_WORK TO BE COMPLETED_
Rescale the listing below: reproduce all of its lines, requests included, but multiply every point coordinate in the answers by 1.6 and round each result to a whole number, rounding halves up. Leave the pictures out of your answer.

....

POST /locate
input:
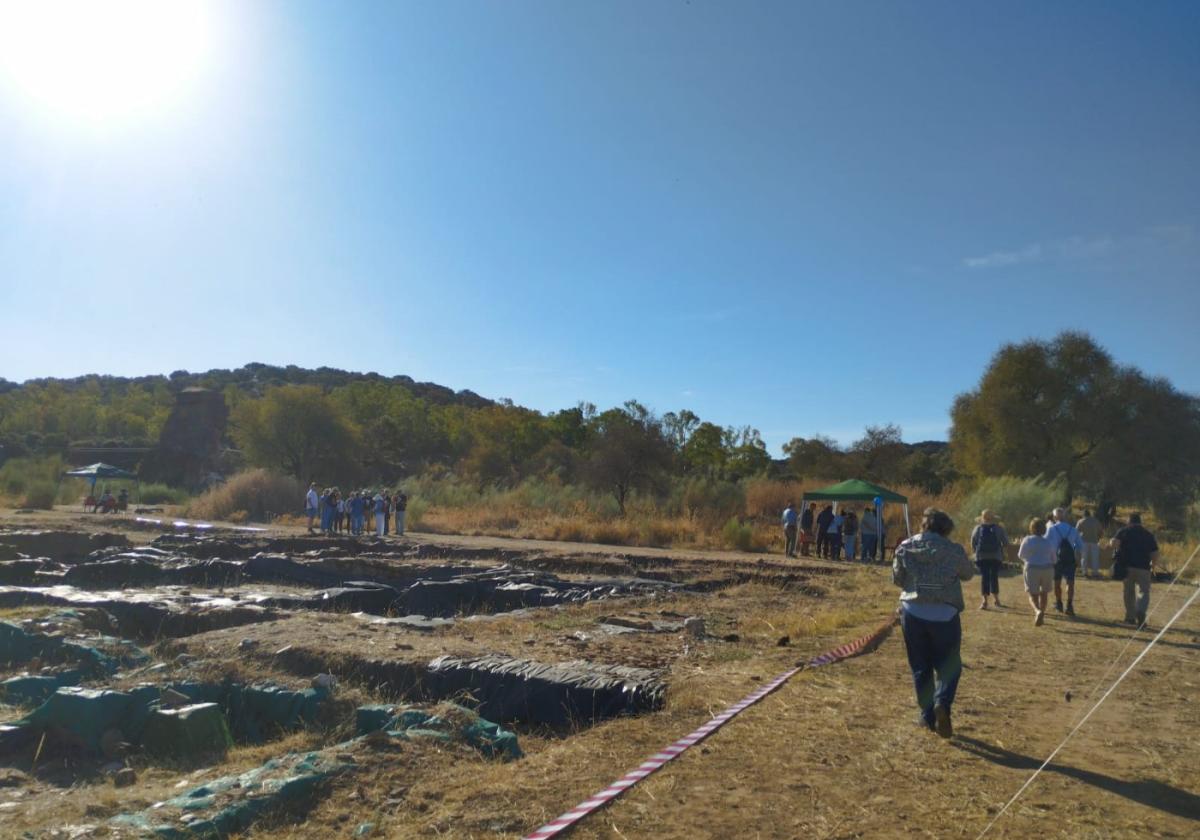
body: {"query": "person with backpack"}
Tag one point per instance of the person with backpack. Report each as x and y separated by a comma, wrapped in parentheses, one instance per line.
(790, 523)
(1068, 547)
(1137, 552)
(381, 510)
(988, 541)
(808, 519)
(1090, 531)
(401, 504)
(929, 569)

....

_OUTPUT FOR THIS TASK_
POST /locate
input:
body: {"query": "person with backpack"}
Tag one point per instance of the person with backpack. Report each as x and y separated by a comma, wrapped in parentheses, one instance per line.
(1264, 837)
(1709, 875)
(1819, 883)
(610, 816)
(1581, 866)
(1293, 830)
(1744, 850)
(642, 806)
(1486, 910)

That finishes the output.